▶ DATASET RECORDS

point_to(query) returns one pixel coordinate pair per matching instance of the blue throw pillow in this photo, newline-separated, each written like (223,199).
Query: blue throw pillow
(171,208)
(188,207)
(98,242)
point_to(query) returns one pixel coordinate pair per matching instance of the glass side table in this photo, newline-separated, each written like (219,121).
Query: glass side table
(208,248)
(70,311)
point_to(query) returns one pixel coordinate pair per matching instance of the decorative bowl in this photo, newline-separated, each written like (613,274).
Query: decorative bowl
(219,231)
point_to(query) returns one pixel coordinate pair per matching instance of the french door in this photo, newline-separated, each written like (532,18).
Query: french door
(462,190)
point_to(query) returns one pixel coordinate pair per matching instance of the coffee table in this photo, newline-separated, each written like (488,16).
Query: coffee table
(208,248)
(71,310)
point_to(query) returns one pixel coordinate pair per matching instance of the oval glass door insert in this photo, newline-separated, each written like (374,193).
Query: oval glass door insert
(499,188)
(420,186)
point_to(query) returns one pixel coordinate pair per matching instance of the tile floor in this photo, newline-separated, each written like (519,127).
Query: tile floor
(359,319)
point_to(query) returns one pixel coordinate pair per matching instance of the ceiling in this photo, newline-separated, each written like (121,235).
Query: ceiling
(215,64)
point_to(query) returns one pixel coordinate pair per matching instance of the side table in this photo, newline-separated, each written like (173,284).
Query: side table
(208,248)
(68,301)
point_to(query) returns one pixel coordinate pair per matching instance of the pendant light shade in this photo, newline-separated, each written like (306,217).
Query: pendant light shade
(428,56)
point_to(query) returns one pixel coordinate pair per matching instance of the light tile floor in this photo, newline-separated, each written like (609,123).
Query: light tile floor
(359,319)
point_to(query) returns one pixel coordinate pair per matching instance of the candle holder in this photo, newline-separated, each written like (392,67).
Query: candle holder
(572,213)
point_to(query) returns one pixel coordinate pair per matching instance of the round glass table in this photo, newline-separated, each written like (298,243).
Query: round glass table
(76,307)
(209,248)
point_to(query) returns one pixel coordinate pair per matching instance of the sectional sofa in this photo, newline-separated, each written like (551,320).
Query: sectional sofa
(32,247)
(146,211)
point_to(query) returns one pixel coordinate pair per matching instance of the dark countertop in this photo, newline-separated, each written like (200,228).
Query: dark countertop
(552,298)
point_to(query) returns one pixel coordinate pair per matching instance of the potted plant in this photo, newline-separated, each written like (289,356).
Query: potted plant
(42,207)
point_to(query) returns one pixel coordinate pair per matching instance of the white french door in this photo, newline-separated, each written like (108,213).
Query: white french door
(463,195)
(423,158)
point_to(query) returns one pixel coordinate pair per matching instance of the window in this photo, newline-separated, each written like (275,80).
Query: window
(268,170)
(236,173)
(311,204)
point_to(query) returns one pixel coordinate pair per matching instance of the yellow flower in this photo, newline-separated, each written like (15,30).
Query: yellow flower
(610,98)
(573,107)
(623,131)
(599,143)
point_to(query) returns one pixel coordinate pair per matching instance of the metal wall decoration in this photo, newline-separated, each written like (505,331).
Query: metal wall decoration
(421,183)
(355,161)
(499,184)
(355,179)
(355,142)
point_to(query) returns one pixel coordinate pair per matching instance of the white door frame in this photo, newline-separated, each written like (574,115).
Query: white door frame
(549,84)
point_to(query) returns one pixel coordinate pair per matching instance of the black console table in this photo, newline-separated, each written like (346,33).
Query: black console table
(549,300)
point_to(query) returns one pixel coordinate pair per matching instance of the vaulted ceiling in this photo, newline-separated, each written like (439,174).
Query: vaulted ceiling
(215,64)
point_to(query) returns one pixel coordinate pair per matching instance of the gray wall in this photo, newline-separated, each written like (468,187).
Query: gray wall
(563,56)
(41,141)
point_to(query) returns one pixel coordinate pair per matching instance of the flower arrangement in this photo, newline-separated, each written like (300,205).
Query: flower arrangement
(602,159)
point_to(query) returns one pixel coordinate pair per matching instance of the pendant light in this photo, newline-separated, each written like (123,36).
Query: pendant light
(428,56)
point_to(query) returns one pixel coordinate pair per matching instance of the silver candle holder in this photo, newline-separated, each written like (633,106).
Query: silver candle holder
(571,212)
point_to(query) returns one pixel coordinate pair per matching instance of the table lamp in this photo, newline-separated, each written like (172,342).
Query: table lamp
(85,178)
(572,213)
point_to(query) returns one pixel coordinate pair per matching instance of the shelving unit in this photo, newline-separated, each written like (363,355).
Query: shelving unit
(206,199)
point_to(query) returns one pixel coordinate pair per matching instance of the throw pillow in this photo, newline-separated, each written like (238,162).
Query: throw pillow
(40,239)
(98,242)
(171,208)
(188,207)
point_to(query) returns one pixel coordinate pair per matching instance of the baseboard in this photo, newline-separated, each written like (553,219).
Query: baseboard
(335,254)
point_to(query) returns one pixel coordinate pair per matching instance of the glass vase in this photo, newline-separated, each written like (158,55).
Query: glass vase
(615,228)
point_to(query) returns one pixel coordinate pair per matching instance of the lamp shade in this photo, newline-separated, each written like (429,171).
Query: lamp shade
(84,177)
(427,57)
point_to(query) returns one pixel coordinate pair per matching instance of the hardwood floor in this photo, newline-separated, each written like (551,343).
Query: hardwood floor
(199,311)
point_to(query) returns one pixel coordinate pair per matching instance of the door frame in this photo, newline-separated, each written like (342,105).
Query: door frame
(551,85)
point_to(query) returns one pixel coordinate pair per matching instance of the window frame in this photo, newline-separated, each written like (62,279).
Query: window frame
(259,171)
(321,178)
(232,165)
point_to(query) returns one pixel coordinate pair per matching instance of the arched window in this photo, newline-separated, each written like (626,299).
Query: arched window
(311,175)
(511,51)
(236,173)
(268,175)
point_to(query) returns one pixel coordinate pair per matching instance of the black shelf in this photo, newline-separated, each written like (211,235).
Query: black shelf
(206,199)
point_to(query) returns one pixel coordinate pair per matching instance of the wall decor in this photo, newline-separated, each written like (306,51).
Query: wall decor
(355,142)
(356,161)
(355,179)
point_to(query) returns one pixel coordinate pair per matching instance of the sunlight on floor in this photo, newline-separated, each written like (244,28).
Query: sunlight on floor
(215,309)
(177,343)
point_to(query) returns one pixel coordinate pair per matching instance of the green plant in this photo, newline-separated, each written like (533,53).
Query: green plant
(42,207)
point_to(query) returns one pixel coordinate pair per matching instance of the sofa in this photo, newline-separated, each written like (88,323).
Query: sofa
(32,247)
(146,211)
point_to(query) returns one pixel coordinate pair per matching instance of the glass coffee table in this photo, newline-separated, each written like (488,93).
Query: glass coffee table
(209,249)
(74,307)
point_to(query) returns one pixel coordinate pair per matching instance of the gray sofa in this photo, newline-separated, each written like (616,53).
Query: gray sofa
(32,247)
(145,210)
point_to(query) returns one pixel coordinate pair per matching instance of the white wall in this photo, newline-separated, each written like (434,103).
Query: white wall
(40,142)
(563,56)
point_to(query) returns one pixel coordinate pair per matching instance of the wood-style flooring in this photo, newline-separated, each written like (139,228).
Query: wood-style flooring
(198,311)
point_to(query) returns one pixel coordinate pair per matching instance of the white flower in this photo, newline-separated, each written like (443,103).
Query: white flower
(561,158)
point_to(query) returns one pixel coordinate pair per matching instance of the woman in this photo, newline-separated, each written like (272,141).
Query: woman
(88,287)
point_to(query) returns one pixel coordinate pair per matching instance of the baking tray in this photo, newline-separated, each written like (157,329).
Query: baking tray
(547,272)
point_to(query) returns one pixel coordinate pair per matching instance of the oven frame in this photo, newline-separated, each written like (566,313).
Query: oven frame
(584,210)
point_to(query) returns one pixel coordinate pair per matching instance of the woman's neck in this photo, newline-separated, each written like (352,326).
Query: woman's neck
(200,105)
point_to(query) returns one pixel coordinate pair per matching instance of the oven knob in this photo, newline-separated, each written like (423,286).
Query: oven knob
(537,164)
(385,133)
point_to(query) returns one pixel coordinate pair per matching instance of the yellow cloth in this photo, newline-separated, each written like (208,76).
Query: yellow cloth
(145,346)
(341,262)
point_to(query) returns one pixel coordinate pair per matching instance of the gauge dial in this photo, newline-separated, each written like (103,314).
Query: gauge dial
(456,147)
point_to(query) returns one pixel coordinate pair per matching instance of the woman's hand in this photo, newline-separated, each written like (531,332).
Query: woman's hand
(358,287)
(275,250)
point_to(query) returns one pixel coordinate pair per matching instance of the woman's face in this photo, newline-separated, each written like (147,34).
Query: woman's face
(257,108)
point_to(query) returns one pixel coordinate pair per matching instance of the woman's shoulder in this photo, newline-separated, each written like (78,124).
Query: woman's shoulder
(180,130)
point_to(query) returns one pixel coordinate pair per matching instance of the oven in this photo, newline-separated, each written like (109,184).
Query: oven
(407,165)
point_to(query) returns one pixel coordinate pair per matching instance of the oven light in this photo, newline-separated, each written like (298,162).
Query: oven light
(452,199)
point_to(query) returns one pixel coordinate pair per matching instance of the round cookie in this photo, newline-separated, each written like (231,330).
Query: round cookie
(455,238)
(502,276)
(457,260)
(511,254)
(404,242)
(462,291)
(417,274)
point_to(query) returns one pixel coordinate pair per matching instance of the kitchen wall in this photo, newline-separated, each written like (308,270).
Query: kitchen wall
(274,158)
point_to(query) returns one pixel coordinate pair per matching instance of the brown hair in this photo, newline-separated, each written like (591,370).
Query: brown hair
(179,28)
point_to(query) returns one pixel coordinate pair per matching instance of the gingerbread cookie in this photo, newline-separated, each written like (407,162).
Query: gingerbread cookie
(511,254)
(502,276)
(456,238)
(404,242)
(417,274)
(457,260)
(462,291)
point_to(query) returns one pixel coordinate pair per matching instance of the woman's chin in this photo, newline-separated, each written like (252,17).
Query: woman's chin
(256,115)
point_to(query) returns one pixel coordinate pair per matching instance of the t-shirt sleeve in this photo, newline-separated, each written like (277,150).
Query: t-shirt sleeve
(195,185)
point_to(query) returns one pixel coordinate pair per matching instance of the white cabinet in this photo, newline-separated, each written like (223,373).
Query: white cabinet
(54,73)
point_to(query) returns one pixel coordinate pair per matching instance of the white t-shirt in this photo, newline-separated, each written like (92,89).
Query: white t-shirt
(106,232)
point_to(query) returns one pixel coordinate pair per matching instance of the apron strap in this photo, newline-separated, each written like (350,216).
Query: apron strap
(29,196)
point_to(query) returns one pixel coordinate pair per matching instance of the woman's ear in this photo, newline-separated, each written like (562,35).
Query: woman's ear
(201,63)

▶ JOB
Make an exact copy of every line from the one with "written like (308,270)." to the end of the data, with the first and last of those lines included.

▶ CORRECT RESPONSE
point_to(query) returns one pixel coordinate pair per matching instance of the kitchen wall in this photo, newline-separated, each written like (308,270).
Query: kitchen wall
(274,158)
point_to(query) returns one pixel coordinate pair per matching instance of the brown hair in this photo, newline-separated, each written like (591,370).
Query: brown hair
(179,28)
point_to(query) returns one pixel coordinate pair per matching instance of the gingerbread cookie in this photo, newline-separated, each written like (407,162).
Query: gingerbread cookie
(511,254)
(502,276)
(456,238)
(404,242)
(417,274)
(457,260)
(462,291)
point_to(query) returns one pixel coordinate pair per matching instance of the woman's chin in this photo, newline-separated, each written like (252,17).
Query: woman's chin
(256,115)
point_to(query) returns one pixel coordinate pair per matching instance of the t-shirt sleeve in this photo, newline-separated, each written like (277,150).
Query: t-shirt sleeve
(195,185)
point_to(query) returns one pixel coordinate pair per matching instance of the white cabinet in this photo, newline-separated, each written like (223,373).
Query: white cabinet
(54,73)
point_to(query) returns one pixel coordinate pair per matching instance of the white t-shirt in this photo, newline-separated, each written like (92,89).
Query: white t-shirt
(106,232)
point_to(query) returns one pixel coordinate pair per matching instance of the apron strap in this photo, newline-separated, each written like (350,216).
Query: apron strap
(29,196)
point_to(query) returns one pixel coordinate pair per matching instance of the woman's ear in this photo, newline-separated, each written like (562,35).
Query: woman's ear
(201,63)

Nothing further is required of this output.